O cientista do futuro Understand article
Traduzido por Sonia Furtado. Susan Greenfield e Martin Westwell, do Instituto para o Futuro da Mente (Institute for the Future of the Mind) ponderam as necessidades do futuro cientista.
Pense por um momento em todos os avanços científicos e tecnológicos dos últimos anos, e na previsão de que novas inovações serão introduzidas cada vez mais frequentemente: concerteza devemos pensar no que os cientistas do futuro vão precisar?
À medida que os avanços nas tecnologias da comunicação tornam a informação cada vez mais acessível, os cientistas correm o risco de se afogar num mar de artigos que vão desde dados científicos a folclore. Futuros cientistas terão de ter capacidade não só de transformar informação em conhecimento, mas também de seleccionar qual a informação a ter em conta.
Neste século, é provável que a Internet continue a ser uma das principais fonts de informação para cientistas. Apesar da natureza ubíqua da Internet e da aceitação generalizada da sua importância (de acordo com 82% dos alunos e 73% das pessoas em idade activa), uma importante percentagem da população (30% dos jovens entre 9 e 19 anos) nunca teve aulas de utilização da Internet (Dutton et al., 2005). De facto, apenas a um terço (33%) das crianças que utilizam a Internet diária ou semanalmente foi ensinado como avaliar a fidelidade de informação online, enquanto 38% confia na maior parte da informação disponível na Internet (Livingstone & Bober, 2005).
Parece haver um hiato entre as capacidades de processamento de informação de que os cientistas do futuro necessitarão e a educação que recebem. À medida que o mundo muda, temos de nos pôr uma importante questão: para que serve a educação científica?
O primeiro objectivo da educação científica nas escolas deverá ser o de proporcionar à próxima geração de cidadãos que escolha não enveredar por uma educação científica formal os meios para compreender o que é a ciência e como funciona. Cada indivíduo deverá receber as ferramentas para apreciar como a ciência o afecta no mundo real e como poderá formar as suas próprias opiniões em questões relacionadas com ciência e tecnologia. Algumas disciplinas existentes e previstas ajudam a colmatar esta necessidade, como a disciplina de “Ciência para Compreensão Pública” do Reino Unidow1 (para jovens de 16-18 anos e em duas versões de diferente detalhe conferindo diferentes habilitações – ver versão em inglês para mais detalhes), em estudo para introduzir em Setembro de 2008.

Material de origem
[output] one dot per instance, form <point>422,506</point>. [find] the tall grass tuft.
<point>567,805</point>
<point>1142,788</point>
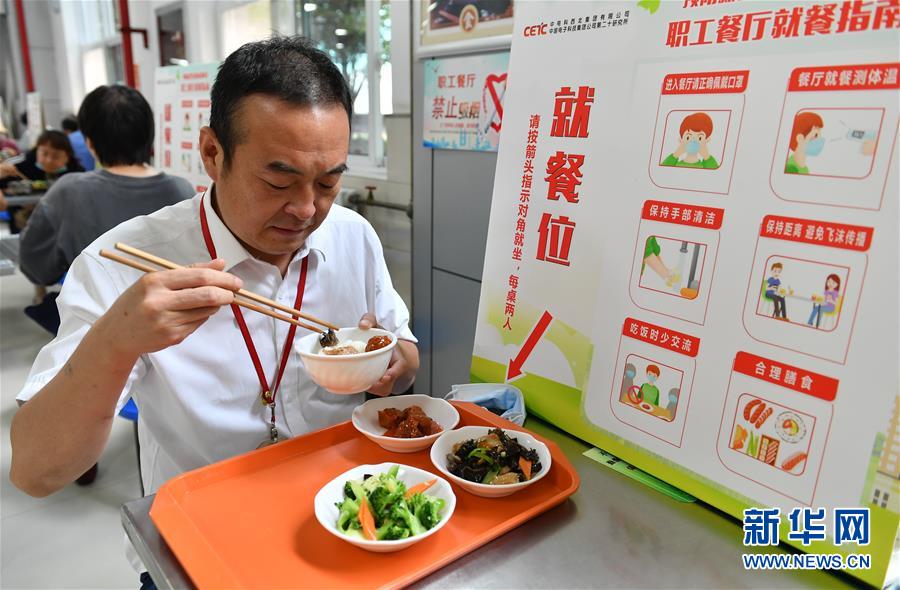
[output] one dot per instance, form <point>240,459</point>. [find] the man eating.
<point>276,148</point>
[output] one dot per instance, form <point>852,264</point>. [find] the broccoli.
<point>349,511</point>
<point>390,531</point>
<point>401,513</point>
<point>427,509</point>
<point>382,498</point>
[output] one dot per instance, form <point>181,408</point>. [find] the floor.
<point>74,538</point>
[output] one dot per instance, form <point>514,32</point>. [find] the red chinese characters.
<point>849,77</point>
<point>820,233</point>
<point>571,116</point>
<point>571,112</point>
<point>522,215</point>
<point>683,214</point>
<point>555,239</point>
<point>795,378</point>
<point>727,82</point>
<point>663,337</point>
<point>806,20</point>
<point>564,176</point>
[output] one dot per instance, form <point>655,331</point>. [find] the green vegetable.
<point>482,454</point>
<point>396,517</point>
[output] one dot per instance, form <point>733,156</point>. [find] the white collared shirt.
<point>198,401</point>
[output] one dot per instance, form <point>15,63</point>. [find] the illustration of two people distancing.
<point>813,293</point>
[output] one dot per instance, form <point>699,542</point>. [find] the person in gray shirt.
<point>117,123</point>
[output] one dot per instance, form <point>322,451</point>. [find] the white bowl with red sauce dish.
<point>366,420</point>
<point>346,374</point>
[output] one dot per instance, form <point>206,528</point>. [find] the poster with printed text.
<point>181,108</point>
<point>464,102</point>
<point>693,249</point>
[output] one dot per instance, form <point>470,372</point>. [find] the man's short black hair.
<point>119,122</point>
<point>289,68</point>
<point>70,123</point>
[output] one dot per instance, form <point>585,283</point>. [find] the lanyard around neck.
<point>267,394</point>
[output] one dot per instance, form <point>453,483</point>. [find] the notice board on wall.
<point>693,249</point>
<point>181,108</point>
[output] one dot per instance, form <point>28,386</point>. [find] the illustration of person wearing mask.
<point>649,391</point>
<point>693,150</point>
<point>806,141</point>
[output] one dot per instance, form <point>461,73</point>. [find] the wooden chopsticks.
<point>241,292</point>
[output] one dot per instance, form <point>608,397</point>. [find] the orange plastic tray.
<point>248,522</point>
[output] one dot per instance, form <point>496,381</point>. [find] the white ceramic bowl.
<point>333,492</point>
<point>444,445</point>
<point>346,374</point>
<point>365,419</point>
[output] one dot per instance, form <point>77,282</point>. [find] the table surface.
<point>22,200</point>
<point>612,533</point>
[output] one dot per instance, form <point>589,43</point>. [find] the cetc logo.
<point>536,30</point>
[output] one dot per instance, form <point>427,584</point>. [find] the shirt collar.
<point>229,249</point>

### INSTRUÇÕES DO EXERCÍCIO
No texto sobre o cientista do futuro, copie sem nenhuma alteração o trecho que vai de "Parece haver um" a "a educação científica?".

### RESULTADO DO EXERCÍCIO
Parece haver um hiato entre as capacidades de processamento de informação de que os cientistas do futuro necessitarão e a educação que recebem. À medida que o mundo muda, temos de nos pôr uma importante questão: para que serve a educação científica?